Una profonda sfiducia, quella dei giapponesi nei confronti degli antidoti – soprattutto se fabbricati da aziende straniere – che arriva da lontano. L’ultimo episodio risale ai primi anni ’90, quando si registrarono alcuni casi di meningite asettica dopo la somministrazione di un farmaco combinato contro morbillo, parotite e rosolia. Così oggi solo il 5% circa dei giapponesi – ma secondo altre fonti siamo poco sopra il 3% – è stato vaccinato, e solo con Pfizer e Moderna, frutto di una campagna iniziata a rilento e di sondaggi non ufficiali secondo i quali più del 50% delle popolazione rifiuterà l’iniezione. Nessun piano invece per AstraZeneca, con 1,24 milioni di dosi inutilizzate donate dal governo a Taiwan, 1 milione al Vietnam e un’enorme quantità di dosi promesse al programma Covax delle Nazioni Uniti per i Paesi a basso reddito.

* * *

▶ ESPLORA IL MATERIALE:
- a) Copia dal brano sulla sfiducia dei giapponesi verso i vaccini il passo che comincia con le parole "Una profonda sfiducia, quella" e si chiude dopo le parole "a basso reddito.".
- b) Nel brano sulla sfiducia dei giapponesi verso i vaccini, a che cosa viene attribuita la bassa percentuale di persone vaccinate in Giappone? Rispondi in una o due frasi.

▶ RECORD DEL DATASET:
* * *

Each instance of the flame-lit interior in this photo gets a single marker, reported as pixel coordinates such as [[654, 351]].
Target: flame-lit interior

* * *

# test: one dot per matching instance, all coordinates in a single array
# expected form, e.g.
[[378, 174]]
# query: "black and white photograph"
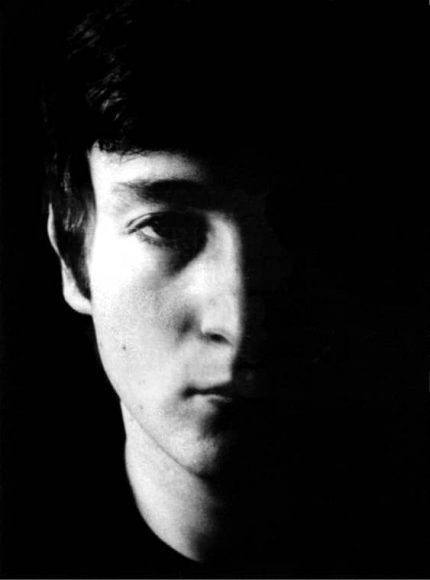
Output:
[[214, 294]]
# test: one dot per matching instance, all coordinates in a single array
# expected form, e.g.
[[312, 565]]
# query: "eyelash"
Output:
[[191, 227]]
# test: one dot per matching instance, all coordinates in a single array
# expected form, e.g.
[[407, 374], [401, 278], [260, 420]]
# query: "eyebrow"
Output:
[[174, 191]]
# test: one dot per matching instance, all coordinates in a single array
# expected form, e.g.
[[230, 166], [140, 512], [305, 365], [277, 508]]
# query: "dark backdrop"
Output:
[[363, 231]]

* * *

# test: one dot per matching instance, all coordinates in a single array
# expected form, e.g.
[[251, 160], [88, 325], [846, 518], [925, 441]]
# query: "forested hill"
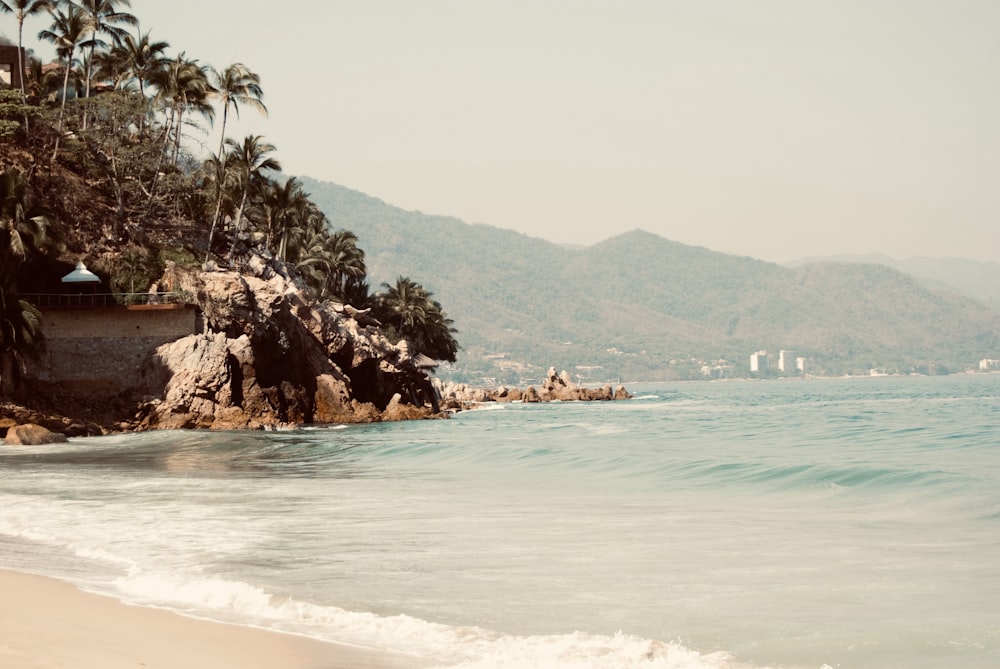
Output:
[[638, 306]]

* * *

▶ RISULTATI ATTESI:
- a)
Una profonda sfiducia, quella dei giapponesi nei confronti degli antidoti – soprattutto se fabbricati da aziende straniere – che arriva da lontano. L’ultimo episodio risale ai primi anni ’90, quando si registrarono alcuni casi di meningite asettica dopo la somministrazione di un farmaco combinato contro morbillo, parotite e rosolia. Così oggi solo il 5% circa dei giapponesi – ma secondo altre fonti siamo poco sopra il 3% – è stato vaccinato, e solo con Pfizer e Moderna, frutto di una campagna iniziata a rilento e di sondaggi non ufficiali secondo i quali più del 50% delle popolazione rifiuterà l’iniezione. Nessun piano invece per AstraZeneca, con 1,24 milioni di dosi inutilizzate donate dal governo a Taiwan, 1 milione al Vietnam e un’enorme quantità di dosi promesse al programma Covax delle Nazioni Uniti per i Paesi a basso reddito.

- b) Il brano la presenta come conseguenza della profonda sfiducia dei giapponesi verso i vaccini. La descrive anche come frutto di una campagna partita a rilento e di sondaggi non ufficiali, secondo i quali più del 50% della popolazione rifiuterà l'iniezione.